WHAT IS BEING ASKED: Extract every line of the entries below that contains the string "concrete".

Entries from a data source
## Start

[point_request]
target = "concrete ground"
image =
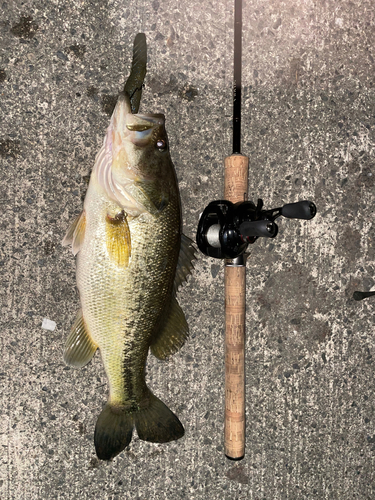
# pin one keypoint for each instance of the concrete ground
(308, 129)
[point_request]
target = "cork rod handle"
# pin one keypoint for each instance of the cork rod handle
(236, 180)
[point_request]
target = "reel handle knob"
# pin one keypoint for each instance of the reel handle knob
(262, 228)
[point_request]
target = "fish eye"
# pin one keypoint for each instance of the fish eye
(161, 145)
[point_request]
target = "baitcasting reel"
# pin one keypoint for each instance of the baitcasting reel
(225, 229)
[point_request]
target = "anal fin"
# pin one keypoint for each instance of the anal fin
(173, 333)
(79, 347)
(157, 423)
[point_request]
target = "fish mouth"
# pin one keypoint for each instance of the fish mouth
(142, 127)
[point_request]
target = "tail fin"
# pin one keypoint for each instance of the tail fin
(113, 432)
(155, 423)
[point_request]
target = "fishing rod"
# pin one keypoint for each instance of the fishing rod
(225, 229)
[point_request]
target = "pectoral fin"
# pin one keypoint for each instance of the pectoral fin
(173, 332)
(118, 239)
(76, 233)
(79, 347)
(148, 195)
(185, 261)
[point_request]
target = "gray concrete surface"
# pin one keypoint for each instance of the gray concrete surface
(308, 129)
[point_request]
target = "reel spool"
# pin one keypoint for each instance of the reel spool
(226, 229)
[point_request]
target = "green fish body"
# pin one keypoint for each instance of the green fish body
(131, 258)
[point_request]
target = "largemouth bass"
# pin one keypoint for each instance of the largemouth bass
(131, 259)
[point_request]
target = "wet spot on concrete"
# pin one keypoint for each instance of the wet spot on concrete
(77, 50)
(9, 148)
(215, 268)
(92, 92)
(108, 104)
(25, 29)
(189, 93)
(238, 474)
(49, 247)
(61, 55)
(349, 243)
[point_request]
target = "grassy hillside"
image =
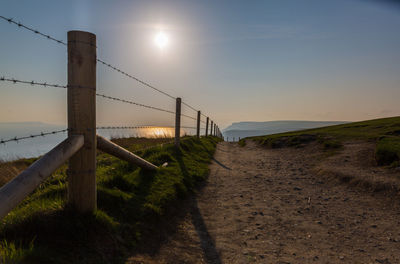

## End

THE COMPLETED TASK:
target = "concrete ground"
# pin one keypoint for each instance of the concrete ground
target = "gray concrete surface"
# pin one keypoint for each instance of the gray concrete surface
target = "wet spot on concrete"
# pin one keypoint for each instance of the wet spot on concrete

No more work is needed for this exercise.